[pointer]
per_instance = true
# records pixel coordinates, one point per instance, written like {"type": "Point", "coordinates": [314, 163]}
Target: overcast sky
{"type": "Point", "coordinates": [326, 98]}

============================================================

Exercise directions:
Can you copy out each entry above line for line, with nothing changed?

Complete output:
[pointer]
per_instance = true
# records pixel coordinates, one point per instance, written like {"type": "Point", "coordinates": [314, 163]}
Target: overcast sky
{"type": "Point", "coordinates": [326, 98]}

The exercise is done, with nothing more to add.